==== Records for processing
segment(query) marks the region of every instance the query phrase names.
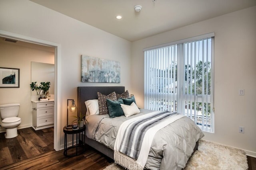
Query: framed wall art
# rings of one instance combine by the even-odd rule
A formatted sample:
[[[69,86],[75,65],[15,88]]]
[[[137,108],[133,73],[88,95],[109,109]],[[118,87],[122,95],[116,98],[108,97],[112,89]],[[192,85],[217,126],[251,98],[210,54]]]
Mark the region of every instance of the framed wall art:
[[[0,88],[20,87],[20,68],[0,67]]]
[[[120,83],[120,64],[82,55],[82,82]]]

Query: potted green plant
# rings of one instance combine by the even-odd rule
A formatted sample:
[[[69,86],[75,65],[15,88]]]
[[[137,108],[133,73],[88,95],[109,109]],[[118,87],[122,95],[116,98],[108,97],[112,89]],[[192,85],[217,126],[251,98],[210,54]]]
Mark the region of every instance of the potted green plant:
[[[31,82],[30,85],[32,91],[35,90],[37,95],[39,96],[40,99],[45,98],[47,92],[49,93],[48,90],[50,87],[51,83],[49,82],[41,82],[38,86],[36,84],[36,82]]]
[[[85,117],[85,115],[82,115],[81,112],[80,112],[80,114],[79,115],[79,116],[72,116],[76,119],[73,121],[72,122],[74,122],[76,121],[77,121],[78,127],[84,127],[84,118]]]

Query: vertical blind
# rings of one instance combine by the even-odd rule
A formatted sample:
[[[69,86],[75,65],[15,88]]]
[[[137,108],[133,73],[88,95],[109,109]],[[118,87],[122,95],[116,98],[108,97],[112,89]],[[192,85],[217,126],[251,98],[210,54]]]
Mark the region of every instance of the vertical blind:
[[[144,108],[177,111],[214,132],[214,37],[144,51]]]

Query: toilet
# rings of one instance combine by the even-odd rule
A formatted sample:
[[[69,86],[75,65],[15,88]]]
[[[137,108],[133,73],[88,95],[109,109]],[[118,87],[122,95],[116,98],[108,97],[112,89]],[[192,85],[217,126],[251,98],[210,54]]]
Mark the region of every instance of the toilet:
[[[1,126],[6,129],[5,137],[6,139],[13,138],[18,136],[17,127],[21,119],[18,117],[20,104],[0,105],[0,114],[2,118]]]

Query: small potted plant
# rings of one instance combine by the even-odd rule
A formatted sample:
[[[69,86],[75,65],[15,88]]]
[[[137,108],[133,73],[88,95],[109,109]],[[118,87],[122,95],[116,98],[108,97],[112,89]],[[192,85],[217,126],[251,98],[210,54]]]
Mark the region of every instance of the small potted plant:
[[[40,83],[40,85],[38,86],[36,84],[36,82],[31,82],[30,85],[32,91],[36,90],[37,95],[39,96],[38,99],[40,99],[45,98],[47,92],[49,93],[48,90],[50,84],[51,83],[49,82],[41,82]]]
[[[85,117],[85,115],[82,115],[81,112],[80,112],[80,114],[79,116],[72,116],[73,117],[75,117],[76,119],[76,120],[73,121],[72,122],[77,121],[77,123],[78,123],[78,126],[79,127],[84,127],[84,118]]]

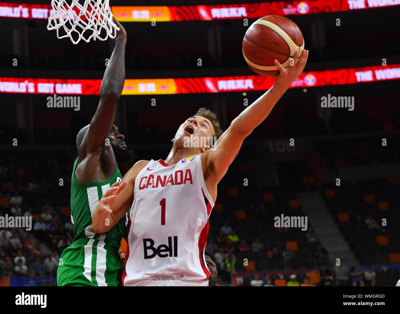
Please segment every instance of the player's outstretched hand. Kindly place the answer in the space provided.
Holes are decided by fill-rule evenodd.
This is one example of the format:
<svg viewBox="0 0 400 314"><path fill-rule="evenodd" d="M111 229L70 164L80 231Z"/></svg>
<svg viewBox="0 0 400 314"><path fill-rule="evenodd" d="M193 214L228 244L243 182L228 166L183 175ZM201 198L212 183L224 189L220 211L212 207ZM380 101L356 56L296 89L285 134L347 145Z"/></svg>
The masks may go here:
<svg viewBox="0 0 400 314"><path fill-rule="evenodd" d="M287 69L282 66L282 64L276 59L274 60L274 63L279 69L280 72L276 76L274 86L286 91L300 76L307 63L308 50L304 50L302 52L300 58L298 58L298 51L296 51L293 56L293 65L290 66Z"/></svg>
<svg viewBox="0 0 400 314"><path fill-rule="evenodd" d="M117 196L127 185L126 182L124 182L118 186L119 183L119 181L117 181L107 190L97 205L96 210L103 214L111 214L112 212L111 208L111 206L115 202Z"/></svg>
<svg viewBox="0 0 400 314"><path fill-rule="evenodd" d="M121 25L121 23L117 20L115 17L114 16L112 16L112 21L115 23L115 24L120 28L119 30L117 31L117 35L115 36L115 38L114 38L114 40L116 41L117 38L119 37L123 37L126 39L126 32L125 31L125 28L124 28Z"/></svg>

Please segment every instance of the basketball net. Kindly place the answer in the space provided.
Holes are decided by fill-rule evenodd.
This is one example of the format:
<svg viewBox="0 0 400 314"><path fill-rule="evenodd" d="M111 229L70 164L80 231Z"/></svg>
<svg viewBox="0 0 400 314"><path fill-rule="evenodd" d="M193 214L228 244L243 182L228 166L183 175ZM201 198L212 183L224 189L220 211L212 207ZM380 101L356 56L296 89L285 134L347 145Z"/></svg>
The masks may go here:
<svg viewBox="0 0 400 314"><path fill-rule="evenodd" d="M81 39L89 42L92 38L115 38L120 29L112 21L109 0L84 0L83 5L79 1L69 0L72 2L69 5L66 0L52 0L54 12L49 17L47 29L56 30L58 38L69 37L74 44ZM101 34L103 29L106 31Z"/></svg>

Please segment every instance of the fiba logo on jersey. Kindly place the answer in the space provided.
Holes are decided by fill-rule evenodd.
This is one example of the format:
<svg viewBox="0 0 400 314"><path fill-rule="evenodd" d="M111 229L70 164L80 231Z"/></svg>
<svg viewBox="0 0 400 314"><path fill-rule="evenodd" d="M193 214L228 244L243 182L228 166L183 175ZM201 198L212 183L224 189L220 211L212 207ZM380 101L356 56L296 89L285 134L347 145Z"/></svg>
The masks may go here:
<svg viewBox="0 0 400 314"><path fill-rule="evenodd" d="M174 237L174 245L172 246L172 237L168 237L168 245L161 244L157 248L154 246L154 240L148 238L143 239L143 249L144 250L144 259L152 258L157 255L159 257L178 257L178 237ZM147 251L151 250L153 253L150 255L148 255ZM172 251L173 251L173 255ZM168 254L163 254L164 252Z"/></svg>
<svg viewBox="0 0 400 314"><path fill-rule="evenodd" d="M180 163L182 165L187 165L191 161L193 160L196 158L196 156L190 156L190 157L187 158L184 158L180 161Z"/></svg>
========
→ **Direction**
Can you update all of the data above by replacing "vertical blind" with "window blind" wherever it occurs, keeping everything else the same and leaving the pictures out?

→ **Reply**
segment(query) marks the region of every instance the query phrase names.
Query: framed wall art
# rings of one instance combine by the even-odd rule
A formatted sample:
[[[69,86],[75,65],[15,88]]]
[[[137,108],[133,73],[88,95],[109,109]],[[118,87],[122,95],[116,98],[108,97],[112,89]],[[192,85],[217,126],[251,98],[210,54]]]
Mark the region of every instance of the framed wall art:
[[[0,88],[20,87],[20,68],[0,67]]]
[[[120,83],[120,64],[82,55],[82,82]]]

Query: potted green plant
# rings of one instance combine by the even-odd rule
A formatted sample:
[[[69,86],[75,65],[15,88]]]
[[[137,108],[133,73],[88,95],[109,109]],[[118,87],[122,95],[116,98],[108,97],[112,89]],[[192,85],[217,126],[251,98],[210,54]]]
Mark the region of every instance of the potted green plant:
[[[31,82],[30,85],[32,91],[35,90],[37,95],[39,96],[40,99],[45,98],[47,92],[49,93],[48,90],[50,87],[51,83],[49,82],[41,82],[38,86],[36,84],[36,82]]]
[[[85,117],[85,115],[82,115],[81,112],[80,112],[80,114],[79,115],[79,116],[72,116],[76,119],[73,121],[72,122],[74,122],[76,121],[77,121],[78,127],[84,127],[84,118]]]

Query: window blind
# rings of one instance combine by the even-odd rule
A formatted sample:
[[[69,86],[75,65],[15,88]]]
[[[137,108],[133,73],[88,95],[109,109]],[[118,87],[122,95],[116,98],[108,97],[112,89]],[[192,85],[217,126],[251,98],[210,54]]]
Mark the region of every instance of the window blind:
[[[144,108],[177,111],[214,132],[214,37],[144,51]]]

Query: toilet
# rings of one instance combine by the even-odd rule
A formatted sample:
[[[69,86],[75,65],[15,88]]]
[[[137,108],[133,73],[88,95],[109,109]],[[118,87],[122,95],[116,98],[108,97],[112,89]],[[192,85],[217,126],[251,98],[210,54]]]
Mark the region of every instance of the toilet:
[[[1,126],[6,129],[5,137],[6,139],[13,138],[18,136],[17,127],[21,119],[18,117],[20,104],[0,105],[0,114],[2,118]]]

Query: small potted plant
# rings of one instance combine by the even-odd rule
A formatted sample:
[[[69,86],[75,65],[15,88]]]
[[[137,108],[133,73],[88,95],[109,109]],[[118,87],[122,95],[116,98],[108,97],[112,89]],[[192,85],[217,126],[251,98],[210,54]]]
Mark the region of every instance of the small potted plant:
[[[40,83],[40,85],[38,86],[36,84],[36,82],[31,82],[30,85],[32,91],[36,90],[37,95],[39,96],[38,99],[40,99],[45,98],[47,92],[49,93],[48,90],[50,84],[51,83],[49,82],[41,82]]]
[[[85,117],[85,115],[82,115],[81,112],[80,112],[80,114],[79,116],[72,116],[73,117],[75,117],[76,119],[76,120],[73,121],[72,122],[77,121],[77,123],[78,123],[78,126],[79,127],[84,127],[84,118]]]

Please segment every instance of the player's outstretched hand. Kindly place the answer in the space provided.
Holes are decided by fill-rule evenodd.
This is one example of the format:
<svg viewBox="0 0 400 314"><path fill-rule="evenodd" d="M111 229L70 164L80 231Z"/></svg>
<svg viewBox="0 0 400 314"><path fill-rule="evenodd" d="M193 214L228 244L243 182L228 166L183 175ZM201 198L212 183L224 189L220 211L212 207ZM380 101L356 56L296 89L285 134L347 145Z"/></svg>
The masks may go here:
<svg viewBox="0 0 400 314"><path fill-rule="evenodd" d="M287 69L282 66L282 64L276 59L274 60L274 63L279 69L280 72L276 76L274 86L286 91L300 76L307 63L308 50L304 50L302 52L300 58L298 58L298 51L296 51L293 56L293 65L290 66Z"/></svg>
<svg viewBox="0 0 400 314"><path fill-rule="evenodd" d="M117 196L127 185L126 182L124 182L118 186L119 183L119 181L117 181L107 190L97 205L96 210L103 214L111 214L112 212L111 208L111 206L115 202Z"/></svg>
<svg viewBox="0 0 400 314"><path fill-rule="evenodd" d="M121 25L121 23L117 20L115 17L114 16L112 16L112 21L115 23L115 24L120 28L119 30L117 31L117 35L115 36L115 38L114 38L114 40L116 41L117 38L119 37L123 37L126 39L126 32L125 31L125 28L124 28Z"/></svg>

Please segment every instance of the basketball net. Kindly place the answer in the space provided.
Holes are decided by fill-rule evenodd.
This is one example of the format:
<svg viewBox="0 0 400 314"><path fill-rule="evenodd" d="M111 229L70 164L80 231Z"/></svg>
<svg viewBox="0 0 400 314"><path fill-rule="evenodd" d="M193 214L228 244L243 182L228 166L183 175ZM201 198L212 183L224 189L220 211L212 207ZM380 101L356 56L296 89L285 134L347 145Z"/></svg>
The masks may go here:
<svg viewBox="0 0 400 314"><path fill-rule="evenodd" d="M81 39L89 42L92 38L115 38L120 29L112 21L109 0L84 0L83 5L79 1L69 0L72 2L69 5L66 0L52 0L54 12L49 17L47 29L56 30L58 38L69 37L74 44ZM101 34L103 29L106 31Z"/></svg>

Please segment every instance of the fiba logo on jersey. Kindly place the answer in the space provided.
Holes are decided by fill-rule evenodd.
This is one example of the format:
<svg viewBox="0 0 400 314"><path fill-rule="evenodd" d="M111 229L70 164L80 231Z"/></svg>
<svg viewBox="0 0 400 314"><path fill-rule="evenodd" d="M193 214L228 244L243 182L228 166L183 175ZM201 198L212 183L224 189L220 211L212 207ZM380 101L356 56L296 89L285 134L347 145Z"/></svg>
The masks may go here:
<svg viewBox="0 0 400 314"><path fill-rule="evenodd" d="M174 237L174 245L172 246L172 237L168 237L168 245L161 244L157 248L154 246L154 240L148 238L143 239L143 249L144 250L144 259L152 258L157 255L159 257L178 257L178 237ZM147 251L151 250L153 253L150 255L148 255ZM172 251L173 251L173 255ZM168 254L163 254L164 252Z"/></svg>
<svg viewBox="0 0 400 314"><path fill-rule="evenodd" d="M180 163L182 165L187 165L191 161L193 160L196 158L196 156L190 156L190 157L187 158L184 158L180 161Z"/></svg>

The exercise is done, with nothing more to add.